DATA ENTRIES

---

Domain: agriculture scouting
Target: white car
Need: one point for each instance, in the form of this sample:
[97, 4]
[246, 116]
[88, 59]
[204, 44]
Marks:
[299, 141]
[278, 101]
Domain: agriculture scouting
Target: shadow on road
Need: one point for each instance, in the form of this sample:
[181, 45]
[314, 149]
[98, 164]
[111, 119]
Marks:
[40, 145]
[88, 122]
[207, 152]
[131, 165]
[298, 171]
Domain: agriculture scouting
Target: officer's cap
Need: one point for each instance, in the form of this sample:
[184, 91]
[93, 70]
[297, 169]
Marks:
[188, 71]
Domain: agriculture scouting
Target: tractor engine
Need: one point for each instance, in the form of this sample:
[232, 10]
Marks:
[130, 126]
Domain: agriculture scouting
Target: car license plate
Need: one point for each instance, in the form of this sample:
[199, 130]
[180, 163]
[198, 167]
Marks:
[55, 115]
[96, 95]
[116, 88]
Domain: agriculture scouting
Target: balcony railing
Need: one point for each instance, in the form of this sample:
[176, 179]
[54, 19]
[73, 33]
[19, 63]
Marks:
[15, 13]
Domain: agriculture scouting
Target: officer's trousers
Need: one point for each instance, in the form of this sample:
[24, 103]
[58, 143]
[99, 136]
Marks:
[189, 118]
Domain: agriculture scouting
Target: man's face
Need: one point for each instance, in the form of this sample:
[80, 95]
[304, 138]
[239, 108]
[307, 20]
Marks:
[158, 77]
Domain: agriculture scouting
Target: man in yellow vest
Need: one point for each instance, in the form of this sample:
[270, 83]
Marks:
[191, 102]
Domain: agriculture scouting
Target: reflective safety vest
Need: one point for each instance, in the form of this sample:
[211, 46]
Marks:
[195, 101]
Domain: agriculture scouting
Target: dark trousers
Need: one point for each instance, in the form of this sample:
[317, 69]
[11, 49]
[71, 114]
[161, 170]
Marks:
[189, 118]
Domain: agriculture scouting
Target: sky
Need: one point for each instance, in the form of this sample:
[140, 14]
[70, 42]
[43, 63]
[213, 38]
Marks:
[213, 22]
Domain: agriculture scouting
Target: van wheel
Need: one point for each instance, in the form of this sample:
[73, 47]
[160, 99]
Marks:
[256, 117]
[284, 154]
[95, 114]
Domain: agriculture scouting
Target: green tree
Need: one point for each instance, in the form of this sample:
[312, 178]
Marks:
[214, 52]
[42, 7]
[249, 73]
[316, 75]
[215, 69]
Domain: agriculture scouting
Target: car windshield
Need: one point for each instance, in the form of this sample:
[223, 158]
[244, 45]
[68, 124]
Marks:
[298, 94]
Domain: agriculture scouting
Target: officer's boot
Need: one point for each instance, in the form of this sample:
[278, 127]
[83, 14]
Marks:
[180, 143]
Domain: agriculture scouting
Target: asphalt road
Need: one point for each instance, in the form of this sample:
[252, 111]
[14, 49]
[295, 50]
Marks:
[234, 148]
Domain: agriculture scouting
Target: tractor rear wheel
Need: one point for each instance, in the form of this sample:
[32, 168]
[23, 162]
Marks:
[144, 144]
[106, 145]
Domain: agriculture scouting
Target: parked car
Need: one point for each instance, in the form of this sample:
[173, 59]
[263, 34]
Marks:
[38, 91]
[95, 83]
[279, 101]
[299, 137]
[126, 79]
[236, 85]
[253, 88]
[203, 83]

---

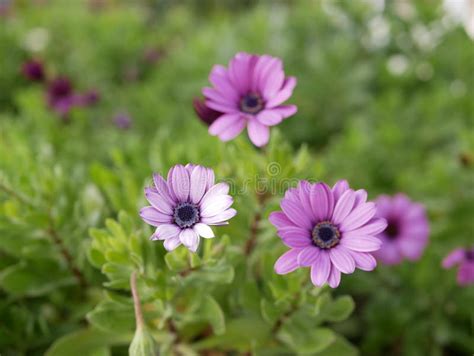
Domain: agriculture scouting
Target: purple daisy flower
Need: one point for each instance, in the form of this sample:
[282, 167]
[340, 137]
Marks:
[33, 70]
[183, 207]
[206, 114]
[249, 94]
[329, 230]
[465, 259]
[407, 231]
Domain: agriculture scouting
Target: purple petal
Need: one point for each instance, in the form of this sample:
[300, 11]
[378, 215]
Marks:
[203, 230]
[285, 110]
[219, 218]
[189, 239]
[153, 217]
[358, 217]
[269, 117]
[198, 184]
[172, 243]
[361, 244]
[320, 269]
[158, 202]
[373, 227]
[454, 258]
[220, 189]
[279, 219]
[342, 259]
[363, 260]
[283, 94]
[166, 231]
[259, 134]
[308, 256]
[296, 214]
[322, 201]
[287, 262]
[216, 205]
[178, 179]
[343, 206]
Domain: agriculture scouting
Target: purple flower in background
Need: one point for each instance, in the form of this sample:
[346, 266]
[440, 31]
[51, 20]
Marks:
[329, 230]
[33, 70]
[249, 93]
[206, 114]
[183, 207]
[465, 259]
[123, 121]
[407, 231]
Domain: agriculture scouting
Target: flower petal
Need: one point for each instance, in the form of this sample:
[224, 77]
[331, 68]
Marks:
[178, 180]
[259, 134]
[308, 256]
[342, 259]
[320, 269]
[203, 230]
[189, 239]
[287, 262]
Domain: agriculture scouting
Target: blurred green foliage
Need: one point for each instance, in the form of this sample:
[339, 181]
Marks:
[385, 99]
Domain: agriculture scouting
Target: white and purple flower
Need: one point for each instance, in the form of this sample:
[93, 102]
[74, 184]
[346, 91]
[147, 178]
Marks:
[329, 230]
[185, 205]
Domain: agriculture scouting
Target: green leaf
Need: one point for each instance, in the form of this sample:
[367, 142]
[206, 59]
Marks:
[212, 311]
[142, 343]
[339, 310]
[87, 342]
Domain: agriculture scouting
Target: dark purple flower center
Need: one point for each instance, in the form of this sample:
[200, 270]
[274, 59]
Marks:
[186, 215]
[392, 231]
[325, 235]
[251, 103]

---

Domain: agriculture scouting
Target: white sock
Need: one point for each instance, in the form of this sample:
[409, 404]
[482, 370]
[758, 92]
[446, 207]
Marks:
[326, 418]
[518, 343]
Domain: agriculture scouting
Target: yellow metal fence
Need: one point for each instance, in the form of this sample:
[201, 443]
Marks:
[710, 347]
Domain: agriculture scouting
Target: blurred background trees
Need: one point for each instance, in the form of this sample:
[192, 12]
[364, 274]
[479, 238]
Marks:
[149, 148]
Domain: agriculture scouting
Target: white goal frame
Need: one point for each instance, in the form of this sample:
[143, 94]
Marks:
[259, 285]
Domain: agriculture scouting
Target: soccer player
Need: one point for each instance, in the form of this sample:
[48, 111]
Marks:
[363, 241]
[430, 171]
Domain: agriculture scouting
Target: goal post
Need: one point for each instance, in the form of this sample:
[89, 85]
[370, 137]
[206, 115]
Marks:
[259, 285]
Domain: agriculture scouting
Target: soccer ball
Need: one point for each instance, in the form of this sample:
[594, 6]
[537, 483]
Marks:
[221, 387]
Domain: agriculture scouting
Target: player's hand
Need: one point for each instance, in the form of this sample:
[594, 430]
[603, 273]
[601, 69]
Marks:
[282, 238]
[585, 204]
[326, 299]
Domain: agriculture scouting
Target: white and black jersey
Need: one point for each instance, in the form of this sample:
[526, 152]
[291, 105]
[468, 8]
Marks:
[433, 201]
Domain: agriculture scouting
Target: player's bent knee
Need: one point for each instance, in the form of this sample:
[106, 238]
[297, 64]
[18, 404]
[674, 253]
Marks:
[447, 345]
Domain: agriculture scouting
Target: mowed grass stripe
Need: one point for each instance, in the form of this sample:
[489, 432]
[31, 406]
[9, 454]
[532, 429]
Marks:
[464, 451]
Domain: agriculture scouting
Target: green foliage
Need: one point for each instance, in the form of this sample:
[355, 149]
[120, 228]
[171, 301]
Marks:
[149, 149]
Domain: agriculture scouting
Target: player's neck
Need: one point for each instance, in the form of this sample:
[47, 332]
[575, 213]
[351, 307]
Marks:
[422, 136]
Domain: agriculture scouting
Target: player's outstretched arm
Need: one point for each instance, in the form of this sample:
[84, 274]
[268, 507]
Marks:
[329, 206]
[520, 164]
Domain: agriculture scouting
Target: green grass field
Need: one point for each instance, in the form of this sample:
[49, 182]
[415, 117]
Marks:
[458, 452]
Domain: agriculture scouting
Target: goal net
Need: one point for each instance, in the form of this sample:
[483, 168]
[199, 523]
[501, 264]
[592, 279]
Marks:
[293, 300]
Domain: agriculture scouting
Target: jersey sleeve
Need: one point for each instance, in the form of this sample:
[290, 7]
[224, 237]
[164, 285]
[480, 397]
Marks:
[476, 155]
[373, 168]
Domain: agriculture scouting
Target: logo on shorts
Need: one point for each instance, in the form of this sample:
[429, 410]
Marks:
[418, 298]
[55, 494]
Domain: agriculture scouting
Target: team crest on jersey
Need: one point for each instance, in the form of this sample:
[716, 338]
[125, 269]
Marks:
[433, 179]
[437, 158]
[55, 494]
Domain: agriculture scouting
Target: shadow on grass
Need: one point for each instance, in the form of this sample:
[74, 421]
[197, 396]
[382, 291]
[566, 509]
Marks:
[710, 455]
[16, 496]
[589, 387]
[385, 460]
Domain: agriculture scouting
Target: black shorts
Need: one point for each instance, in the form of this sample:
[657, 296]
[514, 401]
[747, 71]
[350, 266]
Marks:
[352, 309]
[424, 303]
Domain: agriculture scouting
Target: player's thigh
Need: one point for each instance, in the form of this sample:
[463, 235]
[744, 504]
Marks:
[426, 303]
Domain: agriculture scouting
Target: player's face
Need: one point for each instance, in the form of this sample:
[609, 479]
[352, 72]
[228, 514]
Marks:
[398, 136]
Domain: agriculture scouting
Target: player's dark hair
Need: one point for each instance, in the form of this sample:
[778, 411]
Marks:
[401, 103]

---

Find every line in the items above that contains the word "officer" and copy each one out. Case counts.

PROBLEM SOLUTION
Target: officer's cap
Target: officer's trousers
Target: officer's boot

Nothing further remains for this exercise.